Source text section start

What happens if a brand CEO goes into burnout? Between gossip and leave, even the big bosses begin to run out of steam
Every time a crack appears in a building, it's easy to see it as a sign of an imminent collapse. And in these days, cracks have appeared in the fashion building that have never been seen before. We're not referring to declining revenues, gossip about creative directors clashing with brand teams, or the carousel of exits and new entries, but to something seemingly less important: burned-out CEOs. After the editorial by Il Foglio published yesterday on Valentino, stating that CEO Venturini stepped down for health reasons, and the report by Miss Tweed mentioning that «Pietro Beccari, CEO of Louis Vuitton, the group's main profit source, has been reported to be suffering from deep fatigue, something resembling burnout,» in recent days Gianfranco D’Attis also left his role as CEO of Prada after two years and seven months for unclear reasons, according to various analysts tied to less-than-expected performance. Just today, Adrian Cheng also stepped down as non-executive director to «devote more time to public service and other personal commitments,» after resigning as CEO last September due to declining profits for his family company. Cheng, for those who may not remember, was the investor who was supposed to revive 1017 Alyx 9SM – a project dismantled behind the scenes and concluded with the exit of its founder, Matthew Williams, who is now focusing on a new project. What’s most striking, in any case, about the rumors regarding Venturini and Beccari, is that for the first time ever, the reports refer to the impact that stress is having on giants of the industry who have led these empires for years – and it's also the first time these rumors have emerged in perfect timing. Which makes us wonder: are there other signs that the executive world is entering a state of burnout?

Source text section end

• [Brief 1]: In the article about burned-out CEOs, how long was Gianfranco D’Attis CEO of Prada before he left?
• [Brief 2]: Turn the paragraph of the article about burned-out CEOs that begins "Every time a crack appears in a building" into a short list that keeps its main facts.
• [Brief 3]:
Say whether each statement agrees with the article about burned-out CEOs. Answer yes or no, and quote the words that decide it.
(a) Il Foglio said Venturini left his post because of his health.
(b) Pietro Beccari is the CEO of Prada.
(c) Matthew Williams stayed on at 1017 Alyx 9SM after the project ended.
Use only the article about burned-out CEOs to respond.

Supplied data section start

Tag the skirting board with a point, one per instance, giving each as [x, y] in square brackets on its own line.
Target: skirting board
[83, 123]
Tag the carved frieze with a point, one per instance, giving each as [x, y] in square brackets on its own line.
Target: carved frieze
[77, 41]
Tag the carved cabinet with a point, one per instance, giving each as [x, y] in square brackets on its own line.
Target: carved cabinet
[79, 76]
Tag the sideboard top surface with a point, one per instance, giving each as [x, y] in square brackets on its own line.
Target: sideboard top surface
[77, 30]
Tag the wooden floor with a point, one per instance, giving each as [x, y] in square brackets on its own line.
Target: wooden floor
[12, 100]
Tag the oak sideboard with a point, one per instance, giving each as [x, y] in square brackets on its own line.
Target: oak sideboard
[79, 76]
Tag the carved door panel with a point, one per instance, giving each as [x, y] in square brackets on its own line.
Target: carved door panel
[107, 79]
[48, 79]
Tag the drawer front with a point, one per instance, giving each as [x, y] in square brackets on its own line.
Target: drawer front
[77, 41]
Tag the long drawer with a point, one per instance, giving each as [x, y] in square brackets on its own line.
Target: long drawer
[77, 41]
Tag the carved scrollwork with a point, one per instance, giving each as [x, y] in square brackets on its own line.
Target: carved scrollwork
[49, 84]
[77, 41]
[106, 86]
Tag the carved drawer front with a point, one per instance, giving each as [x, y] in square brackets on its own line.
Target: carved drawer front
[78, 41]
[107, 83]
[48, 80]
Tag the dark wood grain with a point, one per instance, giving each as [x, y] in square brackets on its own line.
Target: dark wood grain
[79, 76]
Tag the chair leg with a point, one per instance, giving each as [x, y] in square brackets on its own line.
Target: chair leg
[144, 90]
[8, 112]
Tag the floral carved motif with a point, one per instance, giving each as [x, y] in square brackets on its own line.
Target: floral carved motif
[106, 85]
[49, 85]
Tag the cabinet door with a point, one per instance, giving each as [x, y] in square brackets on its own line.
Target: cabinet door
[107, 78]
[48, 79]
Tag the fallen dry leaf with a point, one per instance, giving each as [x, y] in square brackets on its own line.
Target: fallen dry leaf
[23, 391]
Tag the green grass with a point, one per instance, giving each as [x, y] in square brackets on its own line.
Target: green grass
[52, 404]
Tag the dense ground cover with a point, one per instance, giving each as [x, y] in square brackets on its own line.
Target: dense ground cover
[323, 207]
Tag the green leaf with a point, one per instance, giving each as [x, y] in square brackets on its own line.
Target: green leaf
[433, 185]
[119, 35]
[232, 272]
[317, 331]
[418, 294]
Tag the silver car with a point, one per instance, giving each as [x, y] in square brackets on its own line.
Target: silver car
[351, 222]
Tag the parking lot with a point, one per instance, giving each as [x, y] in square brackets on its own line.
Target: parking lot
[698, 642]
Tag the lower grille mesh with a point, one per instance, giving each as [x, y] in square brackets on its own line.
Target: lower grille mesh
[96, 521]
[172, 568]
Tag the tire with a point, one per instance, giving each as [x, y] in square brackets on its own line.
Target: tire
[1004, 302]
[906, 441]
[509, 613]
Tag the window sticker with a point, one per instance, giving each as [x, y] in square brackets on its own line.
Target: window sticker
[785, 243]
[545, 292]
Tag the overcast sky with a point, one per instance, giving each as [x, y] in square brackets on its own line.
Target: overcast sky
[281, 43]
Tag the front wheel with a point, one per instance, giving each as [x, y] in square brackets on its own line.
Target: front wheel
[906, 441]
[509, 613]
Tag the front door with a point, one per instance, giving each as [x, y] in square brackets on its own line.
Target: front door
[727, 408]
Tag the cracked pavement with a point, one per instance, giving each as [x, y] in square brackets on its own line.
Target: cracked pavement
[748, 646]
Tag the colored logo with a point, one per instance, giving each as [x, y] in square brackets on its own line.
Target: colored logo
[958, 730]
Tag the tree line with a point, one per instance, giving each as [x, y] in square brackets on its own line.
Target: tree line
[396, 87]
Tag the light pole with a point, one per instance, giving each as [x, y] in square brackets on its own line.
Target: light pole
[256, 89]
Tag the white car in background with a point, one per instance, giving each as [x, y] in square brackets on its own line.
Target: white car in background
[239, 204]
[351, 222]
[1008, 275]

Supplied data section end

• [Expected output 1]: Two years and seven months.

• [Expected output 2]:
- Burned-out CEOs are a new kind of crack in the fashion world.
- Il Foglio wrote that Valentino CEO Venturini stepped down for health reasons.
- Miss Tweed reported that Pietro Beccari, CEO of Louis Vuitton, seems to be suffering deep fatigue close to burnout.
- Gianfranco D’Attis left his role as CEO of Prada after two years and seven months. The reasons are unclear, though various analysts link it to weaker-than-expected performance.
- Adrian Cheng stepped down as non-executive director to give more time to public service and personal commitments. He had already resigned as CEO last September because his family company's profits were falling.
- Cheng was the investor meant to revive 1017 Alyx 9SM. That project was taken apart behind the scenes and ended with founder Matthew Williams leaving.
- For the first time, reports point to stress affecting long-time industry leaders. This raises the question of whether executives more broadly are burning out.

• [Expected output 3]:
(a) Yes: "stating that CEO Venturini stepped down for health reasons"
(b) No: "Pietro Beccari, CEO of Louis Vuitton"
(c) No: "concluded with the exit of its founder, Matthew Williams"